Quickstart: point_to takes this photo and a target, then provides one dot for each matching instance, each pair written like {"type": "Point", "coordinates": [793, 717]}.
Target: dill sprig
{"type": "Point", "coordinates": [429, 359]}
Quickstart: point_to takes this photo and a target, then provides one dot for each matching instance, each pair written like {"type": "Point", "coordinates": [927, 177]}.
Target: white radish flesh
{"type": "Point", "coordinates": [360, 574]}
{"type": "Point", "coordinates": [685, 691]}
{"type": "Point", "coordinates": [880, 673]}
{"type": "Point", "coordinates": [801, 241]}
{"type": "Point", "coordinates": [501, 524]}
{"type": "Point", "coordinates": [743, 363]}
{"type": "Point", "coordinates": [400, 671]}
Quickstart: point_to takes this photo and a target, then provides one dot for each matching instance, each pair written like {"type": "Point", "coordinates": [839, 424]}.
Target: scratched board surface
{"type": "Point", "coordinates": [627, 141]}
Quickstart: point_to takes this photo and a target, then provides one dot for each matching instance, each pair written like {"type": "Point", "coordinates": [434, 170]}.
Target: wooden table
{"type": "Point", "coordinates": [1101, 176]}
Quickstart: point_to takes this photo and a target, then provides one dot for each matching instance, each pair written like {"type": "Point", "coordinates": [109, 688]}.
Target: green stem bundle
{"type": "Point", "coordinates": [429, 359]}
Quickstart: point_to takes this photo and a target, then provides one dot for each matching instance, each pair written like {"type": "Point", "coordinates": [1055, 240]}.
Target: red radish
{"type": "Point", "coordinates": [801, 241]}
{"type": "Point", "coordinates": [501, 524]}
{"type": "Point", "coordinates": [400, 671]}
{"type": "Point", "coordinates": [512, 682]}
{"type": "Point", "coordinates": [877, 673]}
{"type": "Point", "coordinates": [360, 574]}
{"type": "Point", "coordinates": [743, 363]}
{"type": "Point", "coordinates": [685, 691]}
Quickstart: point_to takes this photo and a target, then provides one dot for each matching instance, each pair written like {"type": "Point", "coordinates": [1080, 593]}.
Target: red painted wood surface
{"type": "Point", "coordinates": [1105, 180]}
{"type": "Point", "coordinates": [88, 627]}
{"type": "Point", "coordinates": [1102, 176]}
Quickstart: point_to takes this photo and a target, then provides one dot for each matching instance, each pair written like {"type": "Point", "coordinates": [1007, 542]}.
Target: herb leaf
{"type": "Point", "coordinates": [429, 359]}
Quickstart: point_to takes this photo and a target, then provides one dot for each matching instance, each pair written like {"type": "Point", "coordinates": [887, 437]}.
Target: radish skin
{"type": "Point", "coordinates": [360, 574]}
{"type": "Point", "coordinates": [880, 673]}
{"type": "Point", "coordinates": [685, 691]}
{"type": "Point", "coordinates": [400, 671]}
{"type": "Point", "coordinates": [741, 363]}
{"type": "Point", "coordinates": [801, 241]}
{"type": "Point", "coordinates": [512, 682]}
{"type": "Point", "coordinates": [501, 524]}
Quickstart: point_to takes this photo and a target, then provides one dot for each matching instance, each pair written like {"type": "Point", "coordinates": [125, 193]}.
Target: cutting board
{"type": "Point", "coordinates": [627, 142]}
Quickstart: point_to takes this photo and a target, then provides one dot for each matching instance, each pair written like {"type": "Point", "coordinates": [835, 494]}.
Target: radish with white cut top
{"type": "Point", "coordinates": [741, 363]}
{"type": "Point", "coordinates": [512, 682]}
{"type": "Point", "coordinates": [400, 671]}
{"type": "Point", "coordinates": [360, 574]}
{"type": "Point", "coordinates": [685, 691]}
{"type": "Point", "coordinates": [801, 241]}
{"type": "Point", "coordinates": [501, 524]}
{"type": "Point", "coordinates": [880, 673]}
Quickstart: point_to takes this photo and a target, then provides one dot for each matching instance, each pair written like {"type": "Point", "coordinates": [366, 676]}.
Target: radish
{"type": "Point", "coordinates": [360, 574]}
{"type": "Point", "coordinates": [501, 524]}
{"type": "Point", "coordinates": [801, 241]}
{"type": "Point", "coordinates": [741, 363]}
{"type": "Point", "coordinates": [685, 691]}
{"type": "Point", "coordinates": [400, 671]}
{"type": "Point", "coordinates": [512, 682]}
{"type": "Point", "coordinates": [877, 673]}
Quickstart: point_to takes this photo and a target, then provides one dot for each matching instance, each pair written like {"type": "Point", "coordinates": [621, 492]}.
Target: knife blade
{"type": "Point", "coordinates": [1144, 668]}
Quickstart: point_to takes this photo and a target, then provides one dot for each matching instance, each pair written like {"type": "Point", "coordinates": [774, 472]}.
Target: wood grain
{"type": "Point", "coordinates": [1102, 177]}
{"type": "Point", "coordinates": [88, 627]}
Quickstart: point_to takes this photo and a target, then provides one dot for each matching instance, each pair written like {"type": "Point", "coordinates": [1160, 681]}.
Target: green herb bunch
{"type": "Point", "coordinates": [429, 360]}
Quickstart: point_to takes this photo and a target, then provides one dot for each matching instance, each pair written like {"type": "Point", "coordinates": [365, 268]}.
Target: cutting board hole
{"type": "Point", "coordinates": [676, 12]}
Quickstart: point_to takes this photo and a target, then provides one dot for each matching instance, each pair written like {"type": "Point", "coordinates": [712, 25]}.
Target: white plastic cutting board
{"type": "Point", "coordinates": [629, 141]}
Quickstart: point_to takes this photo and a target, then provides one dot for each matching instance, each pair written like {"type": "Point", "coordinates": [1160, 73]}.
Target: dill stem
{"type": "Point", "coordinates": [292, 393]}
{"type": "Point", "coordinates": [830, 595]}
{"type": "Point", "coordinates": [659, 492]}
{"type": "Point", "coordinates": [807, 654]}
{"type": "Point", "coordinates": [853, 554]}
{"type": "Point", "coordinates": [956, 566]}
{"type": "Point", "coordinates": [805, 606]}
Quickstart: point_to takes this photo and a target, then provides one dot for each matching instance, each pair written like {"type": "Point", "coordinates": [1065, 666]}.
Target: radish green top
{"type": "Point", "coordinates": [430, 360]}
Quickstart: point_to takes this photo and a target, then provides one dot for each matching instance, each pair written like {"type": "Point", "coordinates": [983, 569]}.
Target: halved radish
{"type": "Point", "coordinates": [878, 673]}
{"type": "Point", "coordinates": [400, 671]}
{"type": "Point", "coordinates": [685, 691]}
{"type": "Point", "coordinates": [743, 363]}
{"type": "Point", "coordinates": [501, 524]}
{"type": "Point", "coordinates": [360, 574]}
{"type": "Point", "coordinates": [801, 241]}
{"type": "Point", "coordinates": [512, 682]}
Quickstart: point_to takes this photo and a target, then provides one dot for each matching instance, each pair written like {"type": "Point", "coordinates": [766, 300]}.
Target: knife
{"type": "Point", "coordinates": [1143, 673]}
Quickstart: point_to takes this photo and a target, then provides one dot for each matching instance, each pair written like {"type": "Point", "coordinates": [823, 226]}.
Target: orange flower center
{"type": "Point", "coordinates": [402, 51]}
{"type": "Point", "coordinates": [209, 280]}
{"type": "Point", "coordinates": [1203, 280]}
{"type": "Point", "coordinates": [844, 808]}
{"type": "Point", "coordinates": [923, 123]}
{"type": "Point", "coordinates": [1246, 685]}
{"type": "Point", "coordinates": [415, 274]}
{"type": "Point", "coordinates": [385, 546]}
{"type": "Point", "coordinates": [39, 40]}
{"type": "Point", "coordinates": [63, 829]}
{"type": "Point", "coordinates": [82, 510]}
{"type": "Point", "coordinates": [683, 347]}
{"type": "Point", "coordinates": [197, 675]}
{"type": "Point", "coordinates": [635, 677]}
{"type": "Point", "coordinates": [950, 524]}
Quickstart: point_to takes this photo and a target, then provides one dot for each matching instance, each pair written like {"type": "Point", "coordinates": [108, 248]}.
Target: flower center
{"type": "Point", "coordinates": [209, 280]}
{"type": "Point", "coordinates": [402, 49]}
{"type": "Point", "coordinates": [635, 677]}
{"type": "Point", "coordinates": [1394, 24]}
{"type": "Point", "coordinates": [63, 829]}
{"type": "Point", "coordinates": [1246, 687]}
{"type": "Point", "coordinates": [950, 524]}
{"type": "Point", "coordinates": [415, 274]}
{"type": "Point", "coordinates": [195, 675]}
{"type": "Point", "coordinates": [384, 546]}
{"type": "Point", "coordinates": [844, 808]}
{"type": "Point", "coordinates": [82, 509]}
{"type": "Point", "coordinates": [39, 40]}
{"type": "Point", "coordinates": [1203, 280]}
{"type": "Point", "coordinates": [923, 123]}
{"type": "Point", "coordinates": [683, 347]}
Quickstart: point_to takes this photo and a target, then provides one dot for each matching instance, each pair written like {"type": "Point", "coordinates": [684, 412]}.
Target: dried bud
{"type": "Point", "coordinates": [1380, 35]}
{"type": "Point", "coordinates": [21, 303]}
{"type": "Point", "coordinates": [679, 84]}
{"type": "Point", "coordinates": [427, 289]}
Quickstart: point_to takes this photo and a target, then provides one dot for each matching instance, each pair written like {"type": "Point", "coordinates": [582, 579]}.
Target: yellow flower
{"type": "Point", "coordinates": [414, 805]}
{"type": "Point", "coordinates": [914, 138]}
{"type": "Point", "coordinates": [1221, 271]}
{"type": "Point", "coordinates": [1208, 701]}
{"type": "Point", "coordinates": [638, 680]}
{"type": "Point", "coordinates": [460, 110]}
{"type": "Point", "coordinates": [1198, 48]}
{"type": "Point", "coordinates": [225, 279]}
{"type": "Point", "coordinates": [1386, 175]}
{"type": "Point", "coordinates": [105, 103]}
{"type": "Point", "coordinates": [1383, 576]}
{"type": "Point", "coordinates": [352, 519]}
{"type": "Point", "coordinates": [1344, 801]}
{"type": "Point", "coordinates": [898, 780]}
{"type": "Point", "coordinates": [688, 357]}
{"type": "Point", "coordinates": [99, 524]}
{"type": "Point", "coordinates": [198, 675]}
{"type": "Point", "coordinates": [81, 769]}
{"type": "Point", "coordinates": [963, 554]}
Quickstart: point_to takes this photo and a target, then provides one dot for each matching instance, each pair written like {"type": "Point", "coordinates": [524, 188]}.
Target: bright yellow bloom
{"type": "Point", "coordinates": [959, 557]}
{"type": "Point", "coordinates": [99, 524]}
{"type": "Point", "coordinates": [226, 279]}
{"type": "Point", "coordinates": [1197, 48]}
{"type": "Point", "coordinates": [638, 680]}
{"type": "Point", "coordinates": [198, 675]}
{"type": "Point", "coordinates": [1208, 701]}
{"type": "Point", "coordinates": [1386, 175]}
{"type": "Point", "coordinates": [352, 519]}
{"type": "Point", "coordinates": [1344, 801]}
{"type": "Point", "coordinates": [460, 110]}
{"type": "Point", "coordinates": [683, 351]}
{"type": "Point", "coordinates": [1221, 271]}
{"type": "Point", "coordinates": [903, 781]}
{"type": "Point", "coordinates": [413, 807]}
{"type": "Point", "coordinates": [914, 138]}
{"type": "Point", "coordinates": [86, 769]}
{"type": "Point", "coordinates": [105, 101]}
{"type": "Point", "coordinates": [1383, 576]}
* * *
* Work required:
How many lines of the listing above contain the string "stem"? Reply with the number alone.

* Response below:
2